**TASK STATEMENT**: A faithful copy is required: transcribe each line below exactly, minus the pictures.

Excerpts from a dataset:
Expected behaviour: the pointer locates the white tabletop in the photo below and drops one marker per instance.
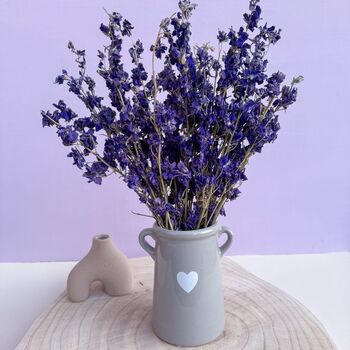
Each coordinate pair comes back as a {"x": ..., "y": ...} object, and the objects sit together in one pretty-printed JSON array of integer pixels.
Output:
[{"x": 320, "y": 281}]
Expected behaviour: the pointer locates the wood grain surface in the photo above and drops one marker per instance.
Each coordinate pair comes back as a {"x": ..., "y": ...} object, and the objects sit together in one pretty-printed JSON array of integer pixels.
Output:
[{"x": 258, "y": 316}]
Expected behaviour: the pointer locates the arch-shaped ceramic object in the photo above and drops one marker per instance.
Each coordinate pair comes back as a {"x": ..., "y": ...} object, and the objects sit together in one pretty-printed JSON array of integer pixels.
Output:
[{"x": 103, "y": 263}]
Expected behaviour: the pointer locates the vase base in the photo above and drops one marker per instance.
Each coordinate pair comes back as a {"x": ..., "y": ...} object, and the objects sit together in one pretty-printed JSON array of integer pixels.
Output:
[{"x": 188, "y": 340}]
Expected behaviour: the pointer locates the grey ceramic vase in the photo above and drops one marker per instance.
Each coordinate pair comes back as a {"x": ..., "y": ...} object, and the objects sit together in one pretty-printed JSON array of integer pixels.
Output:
[
  {"x": 104, "y": 263},
  {"x": 188, "y": 303}
]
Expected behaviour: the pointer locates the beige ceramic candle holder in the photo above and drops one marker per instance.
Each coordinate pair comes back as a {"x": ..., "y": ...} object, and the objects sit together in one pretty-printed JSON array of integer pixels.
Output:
[{"x": 103, "y": 263}]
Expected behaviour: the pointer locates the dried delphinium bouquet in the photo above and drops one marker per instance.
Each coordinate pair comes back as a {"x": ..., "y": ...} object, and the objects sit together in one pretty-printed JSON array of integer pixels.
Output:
[{"x": 180, "y": 137}]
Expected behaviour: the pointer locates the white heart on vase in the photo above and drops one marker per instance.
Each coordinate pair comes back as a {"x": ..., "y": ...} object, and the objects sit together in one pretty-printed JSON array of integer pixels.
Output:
[{"x": 187, "y": 281}]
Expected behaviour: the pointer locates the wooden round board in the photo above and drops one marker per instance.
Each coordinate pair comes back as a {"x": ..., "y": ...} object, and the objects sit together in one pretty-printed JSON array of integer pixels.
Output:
[{"x": 258, "y": 316}]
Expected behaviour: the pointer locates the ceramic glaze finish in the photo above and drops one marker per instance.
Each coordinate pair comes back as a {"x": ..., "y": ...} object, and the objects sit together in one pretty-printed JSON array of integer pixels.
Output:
[
  {"x": 103, "y": 263},
  {"x": 188, "y": 307}
]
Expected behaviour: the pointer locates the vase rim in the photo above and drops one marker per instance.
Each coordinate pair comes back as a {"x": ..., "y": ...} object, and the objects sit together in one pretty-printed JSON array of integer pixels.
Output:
[{"x": 189, "y": 234}]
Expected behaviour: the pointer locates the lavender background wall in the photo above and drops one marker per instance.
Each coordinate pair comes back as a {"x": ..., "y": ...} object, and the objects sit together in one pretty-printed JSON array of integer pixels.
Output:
[{"x": 297, "y": 198}]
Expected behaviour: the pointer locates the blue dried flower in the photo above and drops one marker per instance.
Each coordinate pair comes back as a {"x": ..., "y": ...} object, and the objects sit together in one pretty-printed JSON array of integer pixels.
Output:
[{"x": 180, "y": 137}]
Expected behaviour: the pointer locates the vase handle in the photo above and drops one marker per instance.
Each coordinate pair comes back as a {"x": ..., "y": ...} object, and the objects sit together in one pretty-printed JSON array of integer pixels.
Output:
[
  {"x": 144, "y": 244},
  {"x": 228, "y": 242}
]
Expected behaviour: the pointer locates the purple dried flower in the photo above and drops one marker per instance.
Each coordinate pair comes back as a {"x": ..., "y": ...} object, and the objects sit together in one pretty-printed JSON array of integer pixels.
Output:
[{"x": 180, "y": 137}]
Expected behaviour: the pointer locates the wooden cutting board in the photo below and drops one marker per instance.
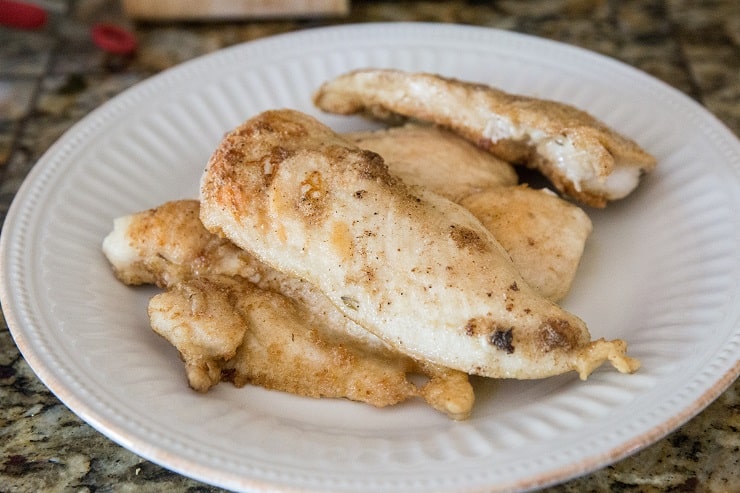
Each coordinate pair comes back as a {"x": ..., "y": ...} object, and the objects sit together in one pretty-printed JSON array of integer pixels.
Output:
[{"x": 231, "y": 9}]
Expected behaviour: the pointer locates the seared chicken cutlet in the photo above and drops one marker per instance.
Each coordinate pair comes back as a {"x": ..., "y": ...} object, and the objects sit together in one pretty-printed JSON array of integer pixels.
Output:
[
  {"x": 417, "y": 270},
  {"x": 437, "y": 159},
  {"x": 580, "y": 155},
  {"x": 226, "y": 328},
  {"x": 233, "y": 318},
  {"x": 544, "y": 234}
]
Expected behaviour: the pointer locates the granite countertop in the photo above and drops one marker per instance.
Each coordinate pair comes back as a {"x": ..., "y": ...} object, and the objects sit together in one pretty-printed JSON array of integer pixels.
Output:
[{"x": 52, "y": 77}]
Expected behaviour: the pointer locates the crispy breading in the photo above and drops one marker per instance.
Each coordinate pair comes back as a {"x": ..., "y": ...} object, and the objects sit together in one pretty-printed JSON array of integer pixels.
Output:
[
  {"x": 579, "y": 154},
  {"x": 417, "y": 270},
  {"x": 544, "y": 234},
  {"x": 234, "y": 318}
]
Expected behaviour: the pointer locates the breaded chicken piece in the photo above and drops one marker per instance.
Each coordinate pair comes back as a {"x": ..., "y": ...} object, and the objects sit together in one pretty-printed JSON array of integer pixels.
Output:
[
  {"x": 581, "y": 156},
  {"x": 226, "y": 328},
  {"x": 544, "y": 234},
  {"x": 220, "y": 338},
  {"x": 435, "y": 158},
  {"x": 417, "y": 270}
]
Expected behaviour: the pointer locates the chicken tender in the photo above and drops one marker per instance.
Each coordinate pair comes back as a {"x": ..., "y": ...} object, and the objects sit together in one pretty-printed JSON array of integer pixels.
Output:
[
  {"x": 234, "y": 318},
  {"x": 417, "y": 270},
  {"x": 544, "y": 234},
  {"x": 226, "y": 328},
  {"x": 581, "y": 156},
  {"x": 435, "y": 158}
]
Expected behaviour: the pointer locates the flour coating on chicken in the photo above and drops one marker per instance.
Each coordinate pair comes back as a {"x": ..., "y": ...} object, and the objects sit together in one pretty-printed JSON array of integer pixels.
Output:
[
  {"x": 234, "y": 318},
  {"x": 579, "y": 154},
  {"x": 417, "y": 270},
  {"x": 544, "y": 235}
]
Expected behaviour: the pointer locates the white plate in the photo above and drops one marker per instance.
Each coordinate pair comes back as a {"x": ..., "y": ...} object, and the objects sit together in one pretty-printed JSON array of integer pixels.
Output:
[{"x": 661, "y": 271}]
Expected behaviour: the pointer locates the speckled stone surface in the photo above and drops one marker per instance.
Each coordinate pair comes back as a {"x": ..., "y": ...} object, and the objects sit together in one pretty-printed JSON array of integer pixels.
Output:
[{"x": 52, "y": 77}]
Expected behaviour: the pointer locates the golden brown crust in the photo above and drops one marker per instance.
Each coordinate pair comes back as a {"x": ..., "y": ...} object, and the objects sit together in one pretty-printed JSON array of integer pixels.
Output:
[
  {"x": 426, "y": 268},
  {"x": 235, "y": 319},
  {"x": 518, "y": 129}
]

**REPLY TO THE EXERCISE**:
Expected behaviour: the pointer locates the white tabletop in the photo below and drops one marker per instance.
Each coordinate pair comes back as a {"x": ..., "y": ...} object, and the objects sit together in one pretty-printed JSON array of integer pixels.
Output:
[{"x": 320, "y": 281}]
Expected behaviour: the pointer locates the wood grain surface in the photo above and drops one marker per instance.
Each coordinate pair comes back as a {"x": ..., "y": ...} object, and the objects sit together in one pretty-printed JSON array of integer pixels.
Output:
[{"x": 258, "y": 316}]
Expected behaviour: the pointer locates the arch-shaped ceramic object in the photo above and drops one marker per instance.
Each coordinate pair comes back as a {"x": ..., "y": ...} object, and the objects sit together in one pretty-printed JSON array of integer pixels.
Output:
[{"x": 103, "y": 263}]
Expected behaviour: the pointer locates the vase base in the photo above and drops one marker per instance.
Each coordinate pair comes back as a {"x": ..., "y": ...} object, and the objects sit together in one pretty-printed JSON array of integer pixels.
Output:
[{"x": 188, "y": 340}]
Expected behaviour: the pointer locates the grey ceramic vase in the photo above and drops one marker per instance.
Each coordinate pair comes back as a {"x": ..., "y": ...} object, and the objects sit together in one pretty-printed JSON array of integer pixels.
Output:
[
  {"x": 104, "y": 263},
  {"x": 188, "y": 303}
]
Expected behaviour: the pointer locates the beige ceramic candle holder in the photo above and drops one marker per instance.
Each coordinate pair comes back as a {"x": ..., "y": ...} object, and the objects sit together in one pretty-printed JSON array of integer pixels.
Output:
[{"x": 103, "y": 263}]
Expected behaviour: the pointer locates the dried delphinium bouquet in the photo above and drops one marker per instance.
Each coordinate pair comes back as a {"x": ..., "y": ...} object, and the objects sit together in one pretty-printed JSON array of integer pixels.
Output:
[{"x": 180, "y": 137}]
Expected behaviour: the pointer locates the white heart on vase in the photo above and drops one marker per instance.
Each coordinate pair comes back as a {"x": ..., "y": ...} object, and the objects sit together in one pretty-printed JSON array of integer pixels.
Output:
[{"x": 187, "y": 281}]
Expected behaviour: the pointer locates the wooden round board in the photo above and drops one marker per instance.
Each coordinate pair comes back as a {"x": ..., "y": ...} object, and the objects sit together in one pretty-printed JSON array of integer pixels.
Output:
[{"x": 258, "y": 316}]
Expected behaviour: the pointer locates the ceramic glaze finish in the photo above and drops one marker per instance.
Each coordinate pair comes back as a {"x": ..., "y": ...} object, and the objects sit together in one pretty-printed JSON array of integer pixels.
Output:
[
  {"x": 103, "y": 263},
  {"x": 188, "y": 307}
]
Expected behaviour: the pointer locates the vase rim in the photo above and drops one marker per instance.
Each coordinate pair comes back as a {"x": ..., "y": ...} object, and the objects sit together in one pretty-printed JSON array of integer pixels.
Output:
[{"x": 189, "y": 234}]
Expected behaviour: the pointer locates the lavender background wall in the photo above and drops one marker per instance.
Each coordinate pair comes back as a {"x": ..., "y": ...} object, and the objects sit together in one pretty-printed JSON array of integer pixels.
Output:
[{"x": 297, "y": 198}]
Expected behaviour: the pointer locates the blue dried flower in the photo above and drops one marker per instance.
Each coordinate pair comes back as a {"x": ..., "y": ...} object, and the objects sit together in one pretty-printed JSON array of integer pixels.
Output:
[{"x": 180, "y": 137}]
Expected behaviour: the pointer locates the vase handle in the photo above and drops one marker per instance.
Each coordinate pair comes back as a {"x": ..., "y": ...} object, and the objects sit together in one pretty-printed JSON array of integer pixels.
Output:
[
  {"x": 144, "y": 244},
  {"x": 228, "y": 242}
]
Expected behaviour: the pointer locates the purple dried flower in the photo above and drops one marker per instance.
Each coordinate pair comes back as a {"x": ..., "y": ...} object, and the objects sit together in one pretty-printed JSON array of integer pixels.
Output:
[{"x": 180, "y": 137}]
Expected behaviour: the pointer locates the wooden cutting board in the photo below and drops one marker per instance.
Each coordinate pair comes back as a {"x": ..., "y": ...} object, and the objects sit together in one pretty-printed JSON array of integer pixels.
Output:
[{"x": 231, "y": 9}]
Expected behaviour: the pointer locates the seared chicken cutlet in the photo above and drops one marker per instance.
Each coordinate pair comes back as a {"x": ..., "y": ...} object, and the objects sit together in one pretty-printed JSON array of integer pixels.
Output:
[
  {"x": 417, "y": 270},
  {"x": 437, "y": 159},
  {"x": 580, "y": 155},
  {"x": 226, "y": 328},
  {"x": 233, "y": 318},
  {"x": 544, "y": 234}
]
Expected behaviour: the pointer locates the granite countertop in the photo above and drops one marker per instance.
Each coordinate pair comes back as a {"x": ..., "y": ...} object, and the objects sit together in one pretty-printed JSON array of integer pixels.
Output:
[{"x": 52, "y": 77}]
Expected behaviour: the pointer locates the crispy breading in the photo above and drops one marker per instance.
Each coordinate pair comes back as a {"x": ..., "y": ...} object, and the objects sit together in one pretty-printed JSON array of integer pixels.
Output:
[
  {"x": 579, "y": 154},
  {"x": 417, "y": 270},
  {"x": 544, "y": 234},
  {"x": 234, "y": 318}
]
Expected behaviour: the pointer locates the breaded chicken piece in the photo above and drops one marker per instance.
Each coordinate pair comes back as a {"x": ..., "y": ...} object, and the objects sit together in one pretty-printed JSON array of integer pixels.
Output:
[
  {"x": 581, "y": 156},
  {"x": 226, "y": 328},
  {"x": 544, "y": 234},
  {"x": 220, "y": 338},
  {"x": 435, "y": 158},
  {"x": 417, "y": 270}
]
Expected behaviour: the pointer locates the chicken tender in the photo above and drops one marker per instance.
Each coordinate pair comes back as a {"x": ..., "y": ...} object, and the objects sit together in one pretty-printed JSON array of integer pixels.
Output:
[
  {"x": 234, "y": 318},
  {"x": 417, "y": 270},
  {"x": 544, "y": 234},
  {"x": 226, "y": 328},
  {"x": 581, "y": 156},
  {"x": 435, "y": 158}
]
Expected behaviour: the pointer locates the flour coating on chicken in the photo above and drops one marker per instance.
Each coordinate pair comes back as a {"x": ..., "y": ...} object, and the objects sit together in one pretty-printed JSON array of integer pixels.
Output:
[
  {"x": 234, "y": 318},
  {"x": 579, "y": 154},
  {"x": 417, "y": 270},
  {"x": 544, "y": 235}
]
Expected behaviour: the pointer locates the white plate in the photo above and drops one marker per instance.
Each coordinate pair comes back as a {"x": ..., "y": ...} object, and the objects sit together in one pretty-printed JSON array of integer pixels.
Output:
[{"x": 661, "y": 271}]
Expected behaviour: the pointer locates the speckled stone surface in the photo above and drops one marker per instance.
Each coordinate pair comes back as a {"x": ..., "y": ...} object, and the objects sit together in one pretty-printed JSON array of integer pixels.
Output:
[{"x": 52, "y": 77}]
Expected behaviour: the pointer locates the golden brown crust in the photo above and drops one marker per instance.
Each coordinate pair comes back as a {"x": ..., "y": ...} object, and the objects sit together in one pretty-printed JSON array of integer pixels.
Output:
[
  {"x": 426, "y": 268},
  {"x": 235, "y": 319},
  {"x": 518, "y": 129}
]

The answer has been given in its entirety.